*Stated problem*
Swap "concrete" for "brick" in the records, starting with the line with "wall visible in it." and going on through the end, and rewrite only those lines with nothing else changed.

*Excerpts of bounding box data*
....................

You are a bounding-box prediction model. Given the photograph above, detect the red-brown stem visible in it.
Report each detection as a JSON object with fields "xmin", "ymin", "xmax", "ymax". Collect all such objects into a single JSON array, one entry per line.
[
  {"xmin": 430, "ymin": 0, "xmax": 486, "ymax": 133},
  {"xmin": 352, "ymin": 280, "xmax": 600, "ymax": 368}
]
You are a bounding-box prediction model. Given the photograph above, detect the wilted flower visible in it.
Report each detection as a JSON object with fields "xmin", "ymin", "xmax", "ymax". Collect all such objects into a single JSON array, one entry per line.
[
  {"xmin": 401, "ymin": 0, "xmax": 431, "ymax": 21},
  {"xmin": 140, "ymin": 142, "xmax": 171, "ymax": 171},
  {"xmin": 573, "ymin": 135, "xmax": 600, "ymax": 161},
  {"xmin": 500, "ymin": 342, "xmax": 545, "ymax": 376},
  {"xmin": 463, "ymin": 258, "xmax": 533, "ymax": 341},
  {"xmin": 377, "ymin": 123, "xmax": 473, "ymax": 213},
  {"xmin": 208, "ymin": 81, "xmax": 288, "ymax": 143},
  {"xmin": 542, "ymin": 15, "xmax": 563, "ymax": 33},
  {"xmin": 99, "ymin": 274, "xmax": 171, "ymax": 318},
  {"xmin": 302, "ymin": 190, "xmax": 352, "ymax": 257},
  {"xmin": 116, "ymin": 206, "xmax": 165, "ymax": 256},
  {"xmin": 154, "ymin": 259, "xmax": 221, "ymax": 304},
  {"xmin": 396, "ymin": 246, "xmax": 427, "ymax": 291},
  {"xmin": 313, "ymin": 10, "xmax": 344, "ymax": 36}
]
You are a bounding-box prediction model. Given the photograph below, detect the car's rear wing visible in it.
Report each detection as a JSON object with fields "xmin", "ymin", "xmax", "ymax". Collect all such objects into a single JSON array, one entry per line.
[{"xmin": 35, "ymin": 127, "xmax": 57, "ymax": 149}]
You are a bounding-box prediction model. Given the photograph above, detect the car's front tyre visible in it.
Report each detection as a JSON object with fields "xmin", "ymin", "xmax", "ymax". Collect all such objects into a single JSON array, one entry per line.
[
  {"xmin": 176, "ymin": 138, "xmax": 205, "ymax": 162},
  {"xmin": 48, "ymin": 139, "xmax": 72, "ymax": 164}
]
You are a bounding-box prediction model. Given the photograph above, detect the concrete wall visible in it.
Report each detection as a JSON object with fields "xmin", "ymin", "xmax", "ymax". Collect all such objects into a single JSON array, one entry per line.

....................

*Complete response*
You are a bounding-box prediction model. Given the photograph above, detect the brick wall visible in it.
Report each detection as a JSON object with fields "xmin", "ymin", "xmax", "ymax". Collect all such objects into a single JSON array, one entry per line.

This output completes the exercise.